▶ What is required: Reproduce the lines verbatim, starting with the line that contains "like x=617 y=420." and running through the end of the items, both ends included.

▶ Data entries:
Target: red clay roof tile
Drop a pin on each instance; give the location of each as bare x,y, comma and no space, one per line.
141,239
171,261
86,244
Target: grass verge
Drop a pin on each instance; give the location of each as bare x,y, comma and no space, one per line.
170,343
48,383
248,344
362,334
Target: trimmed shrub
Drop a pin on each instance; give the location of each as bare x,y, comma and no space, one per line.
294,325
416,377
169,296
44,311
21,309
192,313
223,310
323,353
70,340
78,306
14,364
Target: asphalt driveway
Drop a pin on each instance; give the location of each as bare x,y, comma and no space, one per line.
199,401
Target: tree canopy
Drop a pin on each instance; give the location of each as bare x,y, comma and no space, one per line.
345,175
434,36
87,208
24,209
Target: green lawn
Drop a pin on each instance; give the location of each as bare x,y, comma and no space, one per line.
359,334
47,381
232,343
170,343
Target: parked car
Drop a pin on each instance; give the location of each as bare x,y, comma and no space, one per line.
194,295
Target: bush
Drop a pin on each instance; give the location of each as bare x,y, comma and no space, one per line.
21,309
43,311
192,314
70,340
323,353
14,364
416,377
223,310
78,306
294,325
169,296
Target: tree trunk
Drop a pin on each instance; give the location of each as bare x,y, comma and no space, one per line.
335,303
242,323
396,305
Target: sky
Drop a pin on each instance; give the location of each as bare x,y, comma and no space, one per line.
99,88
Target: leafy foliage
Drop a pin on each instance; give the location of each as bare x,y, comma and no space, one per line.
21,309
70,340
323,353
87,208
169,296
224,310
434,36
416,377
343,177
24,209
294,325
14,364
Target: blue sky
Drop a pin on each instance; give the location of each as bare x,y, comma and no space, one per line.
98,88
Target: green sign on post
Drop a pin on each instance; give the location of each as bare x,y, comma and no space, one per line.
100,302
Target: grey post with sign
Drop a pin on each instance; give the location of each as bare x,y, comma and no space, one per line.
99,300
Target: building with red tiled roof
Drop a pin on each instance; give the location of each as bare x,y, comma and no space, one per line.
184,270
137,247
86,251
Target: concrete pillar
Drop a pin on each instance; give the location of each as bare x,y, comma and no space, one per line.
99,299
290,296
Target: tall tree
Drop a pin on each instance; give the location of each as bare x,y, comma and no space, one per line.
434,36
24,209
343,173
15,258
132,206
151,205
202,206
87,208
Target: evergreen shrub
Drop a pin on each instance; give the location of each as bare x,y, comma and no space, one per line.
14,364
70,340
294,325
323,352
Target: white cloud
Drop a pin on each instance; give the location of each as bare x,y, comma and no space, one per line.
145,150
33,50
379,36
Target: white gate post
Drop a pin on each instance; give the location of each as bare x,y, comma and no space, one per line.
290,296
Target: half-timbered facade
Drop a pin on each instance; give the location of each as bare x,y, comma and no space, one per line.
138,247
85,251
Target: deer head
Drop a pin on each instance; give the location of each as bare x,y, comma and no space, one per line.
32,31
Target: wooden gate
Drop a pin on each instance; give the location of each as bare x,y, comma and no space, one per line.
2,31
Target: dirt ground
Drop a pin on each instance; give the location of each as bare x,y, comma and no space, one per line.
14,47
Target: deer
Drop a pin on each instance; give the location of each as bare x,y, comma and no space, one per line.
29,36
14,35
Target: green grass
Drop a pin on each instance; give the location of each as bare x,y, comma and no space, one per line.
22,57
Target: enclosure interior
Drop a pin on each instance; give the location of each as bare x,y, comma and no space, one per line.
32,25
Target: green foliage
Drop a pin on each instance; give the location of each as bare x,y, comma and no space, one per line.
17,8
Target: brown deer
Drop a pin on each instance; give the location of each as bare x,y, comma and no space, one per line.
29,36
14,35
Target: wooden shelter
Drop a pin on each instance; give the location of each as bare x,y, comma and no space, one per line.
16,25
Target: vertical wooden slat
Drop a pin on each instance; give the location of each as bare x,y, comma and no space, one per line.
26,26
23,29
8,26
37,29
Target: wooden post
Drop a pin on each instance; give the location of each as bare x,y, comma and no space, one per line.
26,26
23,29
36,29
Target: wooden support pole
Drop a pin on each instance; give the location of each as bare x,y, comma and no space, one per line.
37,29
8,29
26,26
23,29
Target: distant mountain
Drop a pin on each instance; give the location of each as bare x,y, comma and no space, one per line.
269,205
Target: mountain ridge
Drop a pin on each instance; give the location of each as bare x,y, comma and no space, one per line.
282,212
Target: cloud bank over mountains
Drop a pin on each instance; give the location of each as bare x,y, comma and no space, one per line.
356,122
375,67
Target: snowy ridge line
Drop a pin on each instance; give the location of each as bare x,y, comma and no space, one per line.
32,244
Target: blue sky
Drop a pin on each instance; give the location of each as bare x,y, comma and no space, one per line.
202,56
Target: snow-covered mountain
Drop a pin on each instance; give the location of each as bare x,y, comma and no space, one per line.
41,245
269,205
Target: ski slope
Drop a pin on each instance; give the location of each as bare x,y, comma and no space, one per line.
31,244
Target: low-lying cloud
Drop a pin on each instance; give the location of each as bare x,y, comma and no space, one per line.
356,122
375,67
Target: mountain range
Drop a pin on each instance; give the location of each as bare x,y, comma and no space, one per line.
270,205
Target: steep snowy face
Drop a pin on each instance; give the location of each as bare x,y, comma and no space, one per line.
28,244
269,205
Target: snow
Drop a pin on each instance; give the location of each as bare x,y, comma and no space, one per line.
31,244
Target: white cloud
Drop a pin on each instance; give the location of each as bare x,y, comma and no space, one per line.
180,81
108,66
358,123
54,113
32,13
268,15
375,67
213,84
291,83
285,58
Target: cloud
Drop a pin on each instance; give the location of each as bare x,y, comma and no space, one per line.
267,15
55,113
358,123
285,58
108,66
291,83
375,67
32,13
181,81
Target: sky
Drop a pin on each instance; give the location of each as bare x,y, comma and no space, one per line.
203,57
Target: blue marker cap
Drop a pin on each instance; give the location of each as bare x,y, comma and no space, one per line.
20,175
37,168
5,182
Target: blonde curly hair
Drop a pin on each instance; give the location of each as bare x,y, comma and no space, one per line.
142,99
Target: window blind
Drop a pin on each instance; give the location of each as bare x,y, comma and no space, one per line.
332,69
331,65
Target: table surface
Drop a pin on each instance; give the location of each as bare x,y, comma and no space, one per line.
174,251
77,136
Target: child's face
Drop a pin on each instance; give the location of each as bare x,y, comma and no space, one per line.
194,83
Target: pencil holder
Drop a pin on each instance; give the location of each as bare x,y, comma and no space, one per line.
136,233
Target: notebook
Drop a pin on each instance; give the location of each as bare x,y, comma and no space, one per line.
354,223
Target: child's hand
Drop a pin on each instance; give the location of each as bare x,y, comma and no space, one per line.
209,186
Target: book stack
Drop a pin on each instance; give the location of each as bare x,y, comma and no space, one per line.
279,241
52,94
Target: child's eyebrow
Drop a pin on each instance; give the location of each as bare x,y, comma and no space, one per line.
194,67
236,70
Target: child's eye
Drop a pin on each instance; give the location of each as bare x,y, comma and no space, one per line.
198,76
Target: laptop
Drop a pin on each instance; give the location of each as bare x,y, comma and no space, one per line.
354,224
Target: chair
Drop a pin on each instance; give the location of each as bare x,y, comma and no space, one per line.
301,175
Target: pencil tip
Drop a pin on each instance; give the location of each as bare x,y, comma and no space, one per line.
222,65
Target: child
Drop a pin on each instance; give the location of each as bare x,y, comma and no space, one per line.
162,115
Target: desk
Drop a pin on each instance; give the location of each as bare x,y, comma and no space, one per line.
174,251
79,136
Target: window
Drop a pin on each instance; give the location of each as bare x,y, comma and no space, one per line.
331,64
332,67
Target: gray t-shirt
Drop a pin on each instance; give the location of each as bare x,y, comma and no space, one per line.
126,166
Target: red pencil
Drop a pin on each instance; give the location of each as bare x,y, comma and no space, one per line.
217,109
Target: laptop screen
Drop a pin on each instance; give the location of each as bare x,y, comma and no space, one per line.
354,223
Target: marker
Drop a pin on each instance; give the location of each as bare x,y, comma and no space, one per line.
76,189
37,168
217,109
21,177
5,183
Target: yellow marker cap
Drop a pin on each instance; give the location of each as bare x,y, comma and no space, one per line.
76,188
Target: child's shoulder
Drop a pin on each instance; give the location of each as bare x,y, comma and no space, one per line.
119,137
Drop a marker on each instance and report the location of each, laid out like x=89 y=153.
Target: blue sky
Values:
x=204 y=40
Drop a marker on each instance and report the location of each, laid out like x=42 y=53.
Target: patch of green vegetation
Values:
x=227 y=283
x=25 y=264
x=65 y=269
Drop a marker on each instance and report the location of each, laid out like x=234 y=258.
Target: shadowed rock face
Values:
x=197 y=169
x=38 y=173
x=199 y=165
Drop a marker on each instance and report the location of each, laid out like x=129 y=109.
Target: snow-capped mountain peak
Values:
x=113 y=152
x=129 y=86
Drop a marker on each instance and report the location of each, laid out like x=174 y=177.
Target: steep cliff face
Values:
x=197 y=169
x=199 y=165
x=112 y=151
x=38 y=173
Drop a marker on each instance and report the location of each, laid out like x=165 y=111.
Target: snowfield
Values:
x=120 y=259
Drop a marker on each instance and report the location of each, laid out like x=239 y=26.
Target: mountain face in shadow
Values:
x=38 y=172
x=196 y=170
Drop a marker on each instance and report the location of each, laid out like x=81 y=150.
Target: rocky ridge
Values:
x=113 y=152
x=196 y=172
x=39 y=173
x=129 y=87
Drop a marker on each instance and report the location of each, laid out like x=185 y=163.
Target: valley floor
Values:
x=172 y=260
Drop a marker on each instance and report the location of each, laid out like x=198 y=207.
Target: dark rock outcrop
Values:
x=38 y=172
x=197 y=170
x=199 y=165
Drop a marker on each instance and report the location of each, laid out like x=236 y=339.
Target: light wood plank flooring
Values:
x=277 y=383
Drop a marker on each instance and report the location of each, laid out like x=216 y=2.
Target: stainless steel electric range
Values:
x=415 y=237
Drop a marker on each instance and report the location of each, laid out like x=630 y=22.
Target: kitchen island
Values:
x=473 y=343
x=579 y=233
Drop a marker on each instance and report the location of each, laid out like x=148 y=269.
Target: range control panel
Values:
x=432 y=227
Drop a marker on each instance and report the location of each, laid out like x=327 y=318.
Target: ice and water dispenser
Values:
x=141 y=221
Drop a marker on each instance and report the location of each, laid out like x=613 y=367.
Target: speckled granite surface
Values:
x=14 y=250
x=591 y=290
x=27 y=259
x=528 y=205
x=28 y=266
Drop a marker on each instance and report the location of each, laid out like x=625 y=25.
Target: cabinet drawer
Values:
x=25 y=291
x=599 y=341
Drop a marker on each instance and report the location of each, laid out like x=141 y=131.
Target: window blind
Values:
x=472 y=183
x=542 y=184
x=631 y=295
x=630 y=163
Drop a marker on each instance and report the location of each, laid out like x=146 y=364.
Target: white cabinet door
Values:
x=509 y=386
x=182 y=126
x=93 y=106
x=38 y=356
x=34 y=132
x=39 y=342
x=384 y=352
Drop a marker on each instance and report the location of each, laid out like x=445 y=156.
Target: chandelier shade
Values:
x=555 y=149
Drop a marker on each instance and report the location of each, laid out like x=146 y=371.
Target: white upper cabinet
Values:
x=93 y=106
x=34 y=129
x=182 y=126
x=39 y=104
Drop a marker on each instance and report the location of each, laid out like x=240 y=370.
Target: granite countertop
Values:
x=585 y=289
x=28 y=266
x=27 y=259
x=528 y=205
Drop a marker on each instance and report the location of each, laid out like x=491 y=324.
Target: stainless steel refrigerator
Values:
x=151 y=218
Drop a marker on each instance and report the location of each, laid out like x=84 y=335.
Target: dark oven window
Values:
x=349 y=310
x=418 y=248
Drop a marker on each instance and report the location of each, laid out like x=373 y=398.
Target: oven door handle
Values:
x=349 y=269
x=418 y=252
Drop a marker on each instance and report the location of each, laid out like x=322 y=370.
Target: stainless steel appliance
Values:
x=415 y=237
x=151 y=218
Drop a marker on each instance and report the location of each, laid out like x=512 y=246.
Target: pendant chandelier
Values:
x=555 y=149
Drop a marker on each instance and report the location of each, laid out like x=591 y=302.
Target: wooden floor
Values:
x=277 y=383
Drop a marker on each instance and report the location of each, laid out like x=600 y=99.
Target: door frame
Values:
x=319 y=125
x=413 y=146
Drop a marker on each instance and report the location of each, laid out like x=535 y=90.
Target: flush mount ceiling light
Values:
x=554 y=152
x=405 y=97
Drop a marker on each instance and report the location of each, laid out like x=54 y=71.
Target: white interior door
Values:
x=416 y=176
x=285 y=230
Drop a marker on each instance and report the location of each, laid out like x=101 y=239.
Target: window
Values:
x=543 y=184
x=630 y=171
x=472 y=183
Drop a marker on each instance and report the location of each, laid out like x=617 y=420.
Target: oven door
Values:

▶ Written solution:
Drop a marker on each instance and report the location of each, laid out like x=617 y=420.
Target: oven door
Values:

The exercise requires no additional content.